Text to read:
· · · ·

The Bosporan Kingdom, also known as the Kingdom of the Cimmerian Bosporus (Greek: Βασίλειον του Κιμμερικού Βοσπόρου Basileion tou Kimmerikou Bosporou), was an ancient state located in eastern Crimea and the Taman Peninsula on the shores of the Cimmerian Bosporus, the present-day Strait of Kerch. (It was not named after the more famous Bosphorus beside Istanbul at the other end of the Black Sea.) The Bosporan Kingdom was the longest surviving Roman client kingdom. It was a Roman province from 63 to 68 AD, under Emperor Nero. The 1st and 2nd centuries BC saw a period of renewed golden age of the Bosporan state. At the end of the 2nd century, King Sauromates II inflicted a critical defeat on the Scythians and included all the territories of the Crimea in the structure of his state.

The prosperity of the Bosporan Kingdom was based on the export of wheat, fish and slaves. The profit of the trade supported a class whose conspicuous wealth is still visible from newly discovered archaeological finds, excavated, often illegally, from numerous burial barrows known as kurgans. The once-thriving cities of the Bosporus left extensive architectural and sculptural remains, while the kurgans continue to yield spectacular Greco-Sarmatian objects, the best examples of which are now preserved in the Hermitage in St. Petersburg. These include gold work, vases imported from Athens, coarse terracottas, textile fragments and specimens of carpentry and marquetry.

Early Greek colonies

 
Pantikapeon and other ancient Greek colonies along the north coast of the Black Sea, along with their modern names

The whole area was dotted with Greek cities: in the west, Panticapaeum (Kerch)—the most significant city in the region, Nymphaeum and Myrmekion; on the east Phanagoria (the second city of the region), Kepoi, Germonassa, Portus Sindicus and Gorgippia.

These Greek colonies were originally settled by Milesians in the 7th and 6th centuries BC. Phanagoria (c. 540 BC) was a colony of Teos, and the foundation of Nymphaeum may have had a connection with Athens; at least it appears to have been a member of the Delian League in the 5th century.

Geography of the Bosporan Kingdom

See also: Roman Crimea

The Bosporan Kingdom was centred around the Kerch Strait between the Black Sea and the Sea of Azov, known in antiquity as the Cimmerian Bosporus from where the kingdom’s name derived.

Kings of Cimmerian Bosporan

See Also: List of kings of Cimmerian Bosporus

Archaeanactidae dynasty

According to Greek historian Diodorus Siculus (xii. 31) the region was governed between 480 and 438 BC by a line of kings called the Archaeanactidae, probably a ruling family, usurped by a tyrant called Spartocus (438 – 431 BC), who was a Thracian.

Spartocid dynasty

Spartocus founded a dynasty which seems to have endured until c. 110 BC, known as the Spartocids. The Spartocids left many inscriptions, indicating that the earliest members of the house ruled under the titles of archons of the Greek cities and kings of various minor native tribes, notably the Sindi (from central Crimea) and other branches of the Maeotae. Surviving material (texts, inscriptions and coins) do not supply enough information to reconstruct a complete chronology of kings of the region.

· · · ·

Excerpted data:
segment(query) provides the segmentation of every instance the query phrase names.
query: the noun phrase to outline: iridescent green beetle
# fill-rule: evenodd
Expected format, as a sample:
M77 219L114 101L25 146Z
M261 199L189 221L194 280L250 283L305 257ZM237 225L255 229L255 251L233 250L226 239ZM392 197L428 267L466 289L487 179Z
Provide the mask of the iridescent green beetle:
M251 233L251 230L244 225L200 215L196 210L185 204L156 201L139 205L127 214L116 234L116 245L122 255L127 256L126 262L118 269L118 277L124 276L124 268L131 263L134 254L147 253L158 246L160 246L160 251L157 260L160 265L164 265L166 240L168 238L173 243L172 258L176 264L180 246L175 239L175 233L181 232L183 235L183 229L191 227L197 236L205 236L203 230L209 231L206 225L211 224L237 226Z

· · · ·

Actions to take:
(A) Please return the listing with the beetle outline, line for line, with no changes.
(B) Resume the Bosporan Kingdom text after its last sentence.
The text on the Bosporan Kingdom and the listing are independent of each other.

Final results:
(A)
segment(query) provides the segmentation of every instance the query phrase names.
query: the noun phrase to outline: iridescent green beetle
# fill-rule: evenodd
Expected format, as a sample:
M77 219L114 101L25 146Z
M261 199L189 221L194 280L250 283L305 257ZM237 225L255 229L255 251L233 250L226 239ZM392 197L428 267L466 289L487 179Z
Provide the mask of the iridescent green beetle:
M251 233L251 230L244 225L200 215L196 210L185 204L156 201L139 205L127 214L116 234L116 245L122 255L127 256L126 262L118 269L118 277L124 276L124 268L131 263L134 254L147 253L158 246L160 246L160 251L157 260L160 265L164 265L166 240L168 238L173 243L172 258L176 264L180 246L175 239L175 233L181 232L183 235L183 229L191 227L197 236L205 236L203 230L209 231L206 225L211 224L237 226Z

(B)
 
Bosporan Phiale (top view), 4th century BC

Satyrus (431 – 387 BC), successor to Spartocus, established his rule over the whole region, adding Nymphaeum to his kingdom and besieging Theodosia, which was wealthy because, unlike other cities in the region, it had a port which was free of ice throughout the year, allowing it to trade grain with the rest of the Greek world, even in winter. Satyrus’ son Leucon (387 – 347 BC) would eventually take the city. He was succeeded jointly by his two sons, Spartocus II, and Paerisades; Spartocus died in 342, allowing Paerisades to reign alone until 310. After Paerisades’ death, a civil war between his sons Satyrus and Eumelus was fought. Satyrus defeated his younger brother Eumelus at the Battle of the River Thatis in 310 BC but was then killed in battle, giving Eumelus the throne.[3]

Eumelus’ successor was Spartocus III (303 – 283 BC) and after him Paerisades II. Succeeding princes repeated the family names, so it is impossible to assign them a definite order. The last of them, however, Paerisades V, unable to make headway against increasingly violent attacks from nomadic tribes in the area, called in the help of Diophantus, general of King Mithridates VI of Pontus, leaving him his kingdom. Paerisades was killed by a Scythian named Saumacus who led a rebellion against him.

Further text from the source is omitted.